Extracted records
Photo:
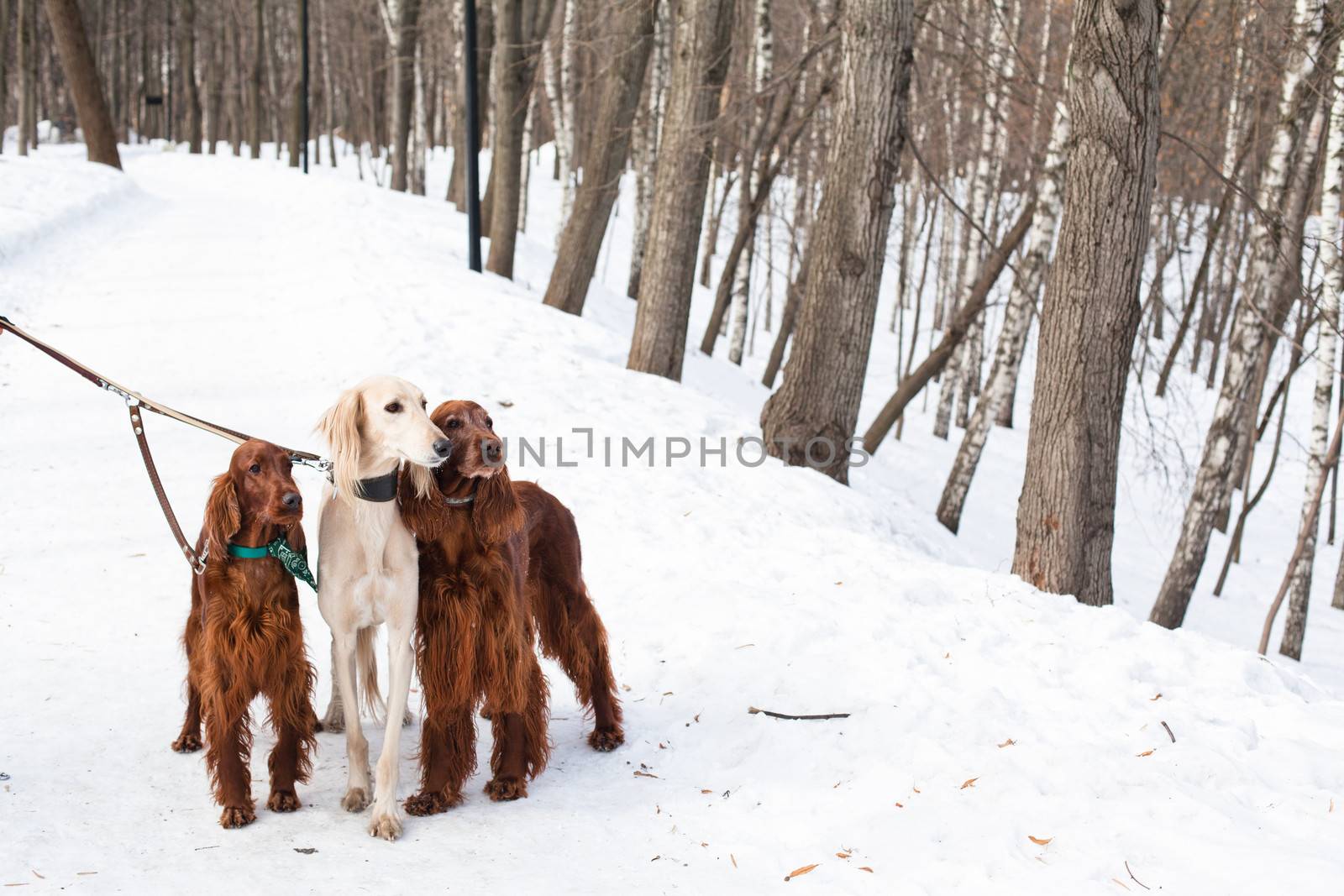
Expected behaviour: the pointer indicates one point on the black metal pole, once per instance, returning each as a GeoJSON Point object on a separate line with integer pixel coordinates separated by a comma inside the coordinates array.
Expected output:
{"type": "Point", "coordinates": [474, 141]}
{"type": "Point", "coordinates": [302, 123]}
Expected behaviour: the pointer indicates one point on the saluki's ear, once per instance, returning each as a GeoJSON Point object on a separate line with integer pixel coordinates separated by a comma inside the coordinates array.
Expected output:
{"type": "Point", "coordinates": [222, 515]}
{"type": "Point", "coordinates": [340, 427]}
{"type": "Point", "coordinates": [496, 512]}
{"type": "Point", "coordinates": [418, 499]}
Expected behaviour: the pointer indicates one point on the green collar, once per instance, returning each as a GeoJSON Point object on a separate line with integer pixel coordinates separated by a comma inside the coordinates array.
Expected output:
{"type": "Point", "coordinates": [295, 562]}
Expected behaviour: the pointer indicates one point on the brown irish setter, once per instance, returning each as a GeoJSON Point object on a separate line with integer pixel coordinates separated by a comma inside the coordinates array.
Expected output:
{"type": "Point", "coordinates": [245, 638]}
{"type": "Point", "coordinates": [497, 562]}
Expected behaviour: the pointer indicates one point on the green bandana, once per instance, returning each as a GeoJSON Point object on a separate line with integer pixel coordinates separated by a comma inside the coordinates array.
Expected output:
{"type": "Point", "coordinates": [293, 562]}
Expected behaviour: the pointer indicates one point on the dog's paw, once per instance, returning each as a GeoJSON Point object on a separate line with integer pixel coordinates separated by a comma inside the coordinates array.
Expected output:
{"type": "Point", "coordinates": [506, 789]}
{"type": "Point", "coordinates": [430, 804]}
{"type": "Point", "coordinates": [282, 801]}
{"type": "Point", "coordinates": [237, 817]}
{"type": "Point", "coordinates": [333, 720]}
{"type": "Point", "coordinates": [386, 828]}
{"type": "Point", "coordinates": [187, 743]}
{"type": "Point", "coordinates": [606, 739]}
{"type": "Point", "coordinates": [356, 799]}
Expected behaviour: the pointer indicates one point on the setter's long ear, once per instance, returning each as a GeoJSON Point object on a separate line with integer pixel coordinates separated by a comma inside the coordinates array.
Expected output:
{"type": "Point", "coordinates": [496, 512]}
{"type": "Point", "coordinates": [418, 501]}
{"type": "Point", "coordinates": [340, 427]}
{"type": "Point", "coordinates": [222, 513]}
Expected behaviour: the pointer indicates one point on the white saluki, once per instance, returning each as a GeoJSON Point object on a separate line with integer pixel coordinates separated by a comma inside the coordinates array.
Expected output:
{"type": "Point", "coordinates": [367, 573]}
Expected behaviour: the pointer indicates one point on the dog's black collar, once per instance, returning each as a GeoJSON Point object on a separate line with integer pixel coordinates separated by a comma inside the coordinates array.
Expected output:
{"type": "Point", "coordinates": [378, 490]}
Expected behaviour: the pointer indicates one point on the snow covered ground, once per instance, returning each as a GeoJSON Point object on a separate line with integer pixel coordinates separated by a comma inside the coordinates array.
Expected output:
{"type": "Point", "coordinates": [999, 741]}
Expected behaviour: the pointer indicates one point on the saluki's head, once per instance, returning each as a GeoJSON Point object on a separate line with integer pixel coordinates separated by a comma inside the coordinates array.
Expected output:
{"type": "Point", "coordinates": [257, 490]}
{"type": "Point", "coordinates": [376, 423]}
{"type": "Point", "coordinates": [472, 479]}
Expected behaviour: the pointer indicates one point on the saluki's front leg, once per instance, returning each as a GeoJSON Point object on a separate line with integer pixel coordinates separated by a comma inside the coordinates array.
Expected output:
{"type": "Point", "coordinates": [356, 747]}
{"type": "Point", "coordinates": [335, 718]}
{"type": "Point", "coordinates": [387, 822]}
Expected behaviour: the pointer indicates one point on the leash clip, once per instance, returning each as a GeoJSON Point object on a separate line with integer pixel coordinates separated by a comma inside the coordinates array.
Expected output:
{"type": "Point", "coordinates": [322, 464]}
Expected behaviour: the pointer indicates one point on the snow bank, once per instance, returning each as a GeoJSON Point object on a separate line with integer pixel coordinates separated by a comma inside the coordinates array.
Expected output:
{"type": "Point", "coordinates": [998, 741]}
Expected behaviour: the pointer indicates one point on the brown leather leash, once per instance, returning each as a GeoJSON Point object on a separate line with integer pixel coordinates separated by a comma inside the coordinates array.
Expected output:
{"type": "Point", "coordinates": [134, 402]}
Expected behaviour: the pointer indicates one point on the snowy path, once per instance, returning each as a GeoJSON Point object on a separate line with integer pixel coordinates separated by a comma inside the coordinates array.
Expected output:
{"type": "Point", "coordinates": [983, 715]}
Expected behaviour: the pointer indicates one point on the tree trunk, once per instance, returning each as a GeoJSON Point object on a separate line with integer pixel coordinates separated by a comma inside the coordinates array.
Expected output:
{"type": "Point", "coordinates": [1090, 315]}
{"type": "Point", "coordinates": [581, 241]}
{"type": "Point", "coordinates": [958, 325]}
{"type": "Point", "coordinates": [82, 76]}
{"type": "Point", "coordinates": [1012, 338]}
{"type": "Point", "coordinates": [1300, 593]}
{"type": "Point", "coordinates": [24, 40]}
{"type": "Point", "coordinates": [407, 34]}
{"type": "Point", "coordinates": [699, 65]}
{"type": "Point", "coordinates": [4, 69]}
{"type": "Point", "coordinates": [823, 379]}
{"type": "Point", "coordinates": [255, 81]}
{"type": "Point", "coordinates": [522, 24]}
{"type": "Point", "coordinates": [188, 73]}
{"type": "Point", "coordinates": [1256, 309]}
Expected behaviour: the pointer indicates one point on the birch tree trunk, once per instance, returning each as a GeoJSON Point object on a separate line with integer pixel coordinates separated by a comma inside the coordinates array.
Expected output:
{"type": "Point", "coordinates": [255, 80]}
{"type": "Point", "coordinates": [649, 134]}
{"type": "Point", "coordinates": [1300, 587]}
{"type": "Point", "coordinates": [1213, 486]}
{"type": "Point", "coordinates": [403, 34]}
{"type": "Point", "coordinates": [82, 76]}
{"type": "Point", "coordinates": [981, 188]}
{"type": "Point", "coordinates": [817, 405]}
{"type": "Point", "coordinates": [24, 40]}
{"type": "Point", "coordinates": [522, 26]}
{"type": "Point", "coordinates": [1090, 315]}
{"type": "Point", "coordinates": [763, 69]}
{"type": "Point", "coordinates": [699, 63]}
{"type": "Point", "coordinates": [581, 239]}
{"type": "Point", "coordinates": [188, 74]}
{"type": "Point", "coordinates": [1012, 338]}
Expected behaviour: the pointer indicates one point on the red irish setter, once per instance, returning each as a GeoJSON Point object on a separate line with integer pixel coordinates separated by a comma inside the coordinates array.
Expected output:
{"type": "Point", "coordinates": [497, 562]}
{"type": "Point", "coordinates": [245, 638]}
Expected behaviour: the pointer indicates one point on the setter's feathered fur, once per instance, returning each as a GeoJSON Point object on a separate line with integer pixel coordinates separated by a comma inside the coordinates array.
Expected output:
{"type": "Point", "coordinates": [494, 574]}
{"type": "Point", "coordinates": [245, 637]}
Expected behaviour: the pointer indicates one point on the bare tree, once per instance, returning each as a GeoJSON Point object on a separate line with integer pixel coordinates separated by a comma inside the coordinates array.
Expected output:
{"type": "Point", "coordinates": [823, 379]}
{"type": "Point", "coordinates": [82, 74]}
{"type": "Point", "coordinates": [1090, 313]}
{"type": "Point", "coordinates": [581, 239]}
{"type": "Point", "coordinates": [699, 63]}
{"type": "Point", "coordinates": [522, 24]}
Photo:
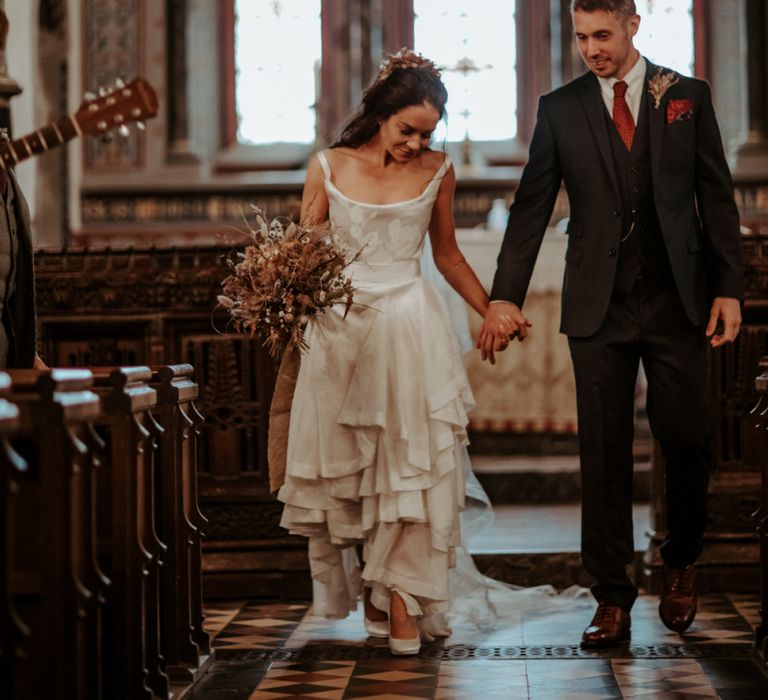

*Goal of the exercise:*
Going back over the entries above, copy word for word every line from the one that has "green bandana, once" on through the one that has "dog's paw, once".

*Answer for this exercise:*
Expected behaviour: the pointer indicates one point on the green bandana, once per instance, returning each as a GeoJSON Point object on a separate line with integer pixel coordinates separated by a comma inside the coordinates array.
Expected output:
{"type": "Point", "coordinates": [293, 562]}
Expected behaviour: the pointer indicates one point on the dog's paw, once per instance, returning each as a GeoJSON Point object on a separate line with integer pixel coordinates separated by a comma inside the coordinates array.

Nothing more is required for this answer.